### DATA RECORDS
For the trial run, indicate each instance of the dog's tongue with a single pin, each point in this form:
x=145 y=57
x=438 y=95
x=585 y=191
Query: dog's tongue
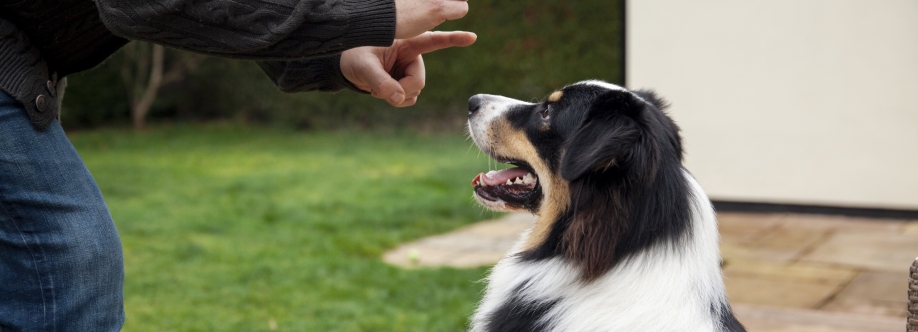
x=494 y=178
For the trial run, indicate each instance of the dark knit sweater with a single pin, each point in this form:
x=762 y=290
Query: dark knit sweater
x=41 y=41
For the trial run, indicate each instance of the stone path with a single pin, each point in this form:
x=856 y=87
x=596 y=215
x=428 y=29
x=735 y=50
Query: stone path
x=783 y=272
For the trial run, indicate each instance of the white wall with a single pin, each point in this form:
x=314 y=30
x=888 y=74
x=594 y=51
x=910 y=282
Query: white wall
x=788 y=101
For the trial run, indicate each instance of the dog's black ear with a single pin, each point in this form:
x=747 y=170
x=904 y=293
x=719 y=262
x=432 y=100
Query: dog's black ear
x=609 y=136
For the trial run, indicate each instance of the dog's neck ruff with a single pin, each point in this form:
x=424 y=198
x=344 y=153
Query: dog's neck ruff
x=667 y=287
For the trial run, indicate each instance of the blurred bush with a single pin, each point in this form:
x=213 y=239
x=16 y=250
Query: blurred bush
x=524 y=50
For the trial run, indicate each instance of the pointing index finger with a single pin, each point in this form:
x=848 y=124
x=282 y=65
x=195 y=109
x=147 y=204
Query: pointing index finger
x=436 y=40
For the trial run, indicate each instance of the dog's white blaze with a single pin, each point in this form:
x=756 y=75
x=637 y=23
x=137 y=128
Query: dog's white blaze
x=665 y=288
x=492 y=107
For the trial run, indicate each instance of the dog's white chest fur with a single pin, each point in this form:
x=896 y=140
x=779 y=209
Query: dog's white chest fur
x=664 y=288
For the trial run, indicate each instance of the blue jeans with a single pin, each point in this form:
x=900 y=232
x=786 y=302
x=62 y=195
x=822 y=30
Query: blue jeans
x=61 y=266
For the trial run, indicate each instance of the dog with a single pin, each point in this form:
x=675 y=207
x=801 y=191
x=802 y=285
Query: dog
x=625 y=239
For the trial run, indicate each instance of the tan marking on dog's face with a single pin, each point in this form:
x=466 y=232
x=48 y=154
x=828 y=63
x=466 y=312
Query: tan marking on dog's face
x=513 y=143
x=555 y=96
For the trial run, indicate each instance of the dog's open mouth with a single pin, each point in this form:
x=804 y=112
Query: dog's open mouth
x=515 y=186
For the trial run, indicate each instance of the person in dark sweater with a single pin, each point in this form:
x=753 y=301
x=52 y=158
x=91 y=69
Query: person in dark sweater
x=61 y=264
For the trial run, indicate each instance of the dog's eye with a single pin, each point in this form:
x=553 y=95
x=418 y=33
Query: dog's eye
x=546 y=113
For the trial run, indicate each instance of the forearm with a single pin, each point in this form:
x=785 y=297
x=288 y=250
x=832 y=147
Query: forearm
x=320 y=74
x=254 y=29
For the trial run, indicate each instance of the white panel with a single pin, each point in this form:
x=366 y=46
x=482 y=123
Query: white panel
x=780 y=101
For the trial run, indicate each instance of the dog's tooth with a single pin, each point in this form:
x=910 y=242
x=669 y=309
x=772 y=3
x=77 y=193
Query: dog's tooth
x=528 y=178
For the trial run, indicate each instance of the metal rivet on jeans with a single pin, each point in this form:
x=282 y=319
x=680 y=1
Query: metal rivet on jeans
x=52 y=88
x=41 y=102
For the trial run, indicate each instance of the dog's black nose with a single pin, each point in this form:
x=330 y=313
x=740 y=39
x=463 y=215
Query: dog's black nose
x=474 y=104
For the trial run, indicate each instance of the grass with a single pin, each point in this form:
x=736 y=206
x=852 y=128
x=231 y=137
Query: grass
x=239 y=228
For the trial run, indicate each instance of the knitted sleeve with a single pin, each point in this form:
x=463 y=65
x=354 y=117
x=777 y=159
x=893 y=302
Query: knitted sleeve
x=254 y=29
x=321 y=74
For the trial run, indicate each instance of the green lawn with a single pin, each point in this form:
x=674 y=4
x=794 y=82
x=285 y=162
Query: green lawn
x=230 y=228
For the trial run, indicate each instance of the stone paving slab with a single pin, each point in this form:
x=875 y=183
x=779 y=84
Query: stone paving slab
######
Arrange every line of the records above as a numbered list, with blank lines and the pictures left out.

ANSWER FOR THE TASK =>
1. For the trial run, indicate each instance of the dog's tongue with a single pin, each point in this form:
2. x=145 y=57
3. x=438 y=95
4. x=585 y=191
5. Query: dog's tongue
6. x=494 y=178
7. For the trial run, indicate each instance of the dark knit sweater with a single pin, each point in this form:
8. x=762 y=290
9. Query: dark knit sweater
10. x=41 y=41
11. For the trial run, indicate each instance of the stone path with a single pin, each point in this form:
12. x=856 y=87
13. x=596 y=215
14. x=428 y=29
15. x=735 y=50
16. Query: stone path
17. x=783 y=272
18. For the trial run, indicate each instance of the white wall with a single pin, each point in this form:
19. x=314 y=30
20. x=888 y=74
21. x=594 y=51
22. x=910 y=282
23. Query: white wall
24. x=788 y=101
25. For the trial run, indicate each instance of the dog's black ear with a single pin, each point in this form:
26. x=747 y=170
27. x=904 y=293
28. x=719 y=262
29. x=432 y=100
30. Query: dog's black ear
31. x=609 y=136
32. For the trial run, indicate each instance of the dog's neck ruff with a single pin, each point in this form:
33. x=424 y=198
34. x=344 y=153
35. Query: dog's neck ruff
36. x=667 y=287
37. For the trial run, indicate each instance of the blurred bush with a single pin, each point in this form:
38. x=213 y=239
39. x=16 y=250
40. Query: blurred bush
41. x=524 y=50
42. For the trial run, indicate each instance of the pointing index finger with a single pin, each point in this form:
43. x=848 y=124
44. x=282 y=65
45. x=195 y=109
46. x=147 y=204
47. Query: pointing index finger
48. x=436 y=40
49. For the trial run, indicate each instance of the dog's white blaze with a single pin, each point in this form:
50. x=756 y=75
51. x=637 y=23
52. x=137 y=128
53. Query: dog's white blaze
54. x=665 y=288
55. x=492 y=107
56. For the trial run, indicate each instance of the dog's white chest fur with a single pin, each point in this form:
57. x=896 y=140
58. x=779 y=209
59. Query: dog's white chest fur
60. x=664 y=288
61. For the trial run, indicate each instance of the blue jeans with a single pin, each point in this form:
62. x=900 y=232
63. x=786 y=302
64. x=62 y=195
65. x=822 y=30
66. Query: blue jeans
67. x=61 y=266
68. For the trial run, indicate each instance of the dog with a single pin, each point in this form:
69. x=675 y=207
70. x=801 y=191
71. x=802 y=285
72. Query: dog
73. x=625 y=239
74. For the trial run, indicate each instance of the tan marking on dog's face with a single pin, each point in this form:
75. x=466 y=232
76. x=48 y=154
77. x=828 y=63
78. x=466 y=312
79. Query: tan marking on dog's face
80. x=513 y=143
81. x=555 y=96
82. For the trial run, indicate each instance of the dog's open mouth with a single pin, each point in this form:
83. x=804 y=112
84. Query: dog's open mouth
85. x=515 y=186
86. For the trial run, indicate each instance of the person in dark sweater with a single pin, each point in this form:
87. x=753 y=301
88. x=52 y=158
89. x=91 y=69
90. Query: person in dark sweater
91. x=61 y=264
92. For the trial run, indicate each instance of the dog's eye with a single pin, each point in this form:
93. x=553 y=95
94. x=418 y=33
95. Query: dog's eye
96. x=546 y=113
97. For the trial run, indicate each instance of the forearm with a single pin, each point in this form:
98. x=785 y=297
99. x=288 y=250
100. x=832 y=147
101. Query: forearm
102. x=320 y=74
103. x=254 y=29
104. For the trial run, indicate each instance of the white panel with a single pin, each point in this form:
105. x=366 y=46
106. x=482 y=123
107. Query: white panel
108. x=780 y=101
109. For the trial run, indicate each instance of the dog's tooth with a single pin, each point in this form:
110. x=910 y=242
111. x=669 y=309
112. x=772 y=3
113. x=77 y=193
114. Query: dog's tooth
115. x=528 y=178
116. For the trial run, indicate each instance of the metal rivet on jeans with a single pin, each point in this form:
117. x=282 y=319
118. x=680 y=1
119. Query: metal rivet on jeans
120. x=52 y=88
121. x=41 y=102
122. For the trial run, indicate each instance of the dog's black nose with a single pin, each point in this form:
123. x=330 y=313
124. x=740 y=39
125. x=463 y=215
126. Query: dog's black nose
127. x=474 y=104
128. For the trial run, indicate each instance of the grass with a single pin, each point in this form:
129. x=736 y=206
130. x=852 y=128
131. x=231 y=137
132. Query: grass
133. x=239 y=228
134. For the trial run, indicate each instance of the knitted sleeve with a single pin, each point in this form:
135. x=463 y=65
136. x=354 y=117
137. x=777 y=159
138. x=893 y=302
139. Query: knitted sleeve
140. x=254 y=29
141. x=321 y=74
142. For the trial run, indicate each instance of the green lawn with a single pin, each point in this form:
143. x=674 y=4
144. x=794 y=82
145. x=285 y=162
146. Query: green lawn
147. x=230 y=228
148. For the trial run, indicate each instance of the stone paving slab with a single pin, each point in this form:
149. x=875 y=183
150. x=779 y=84
151. Query: stone paving slab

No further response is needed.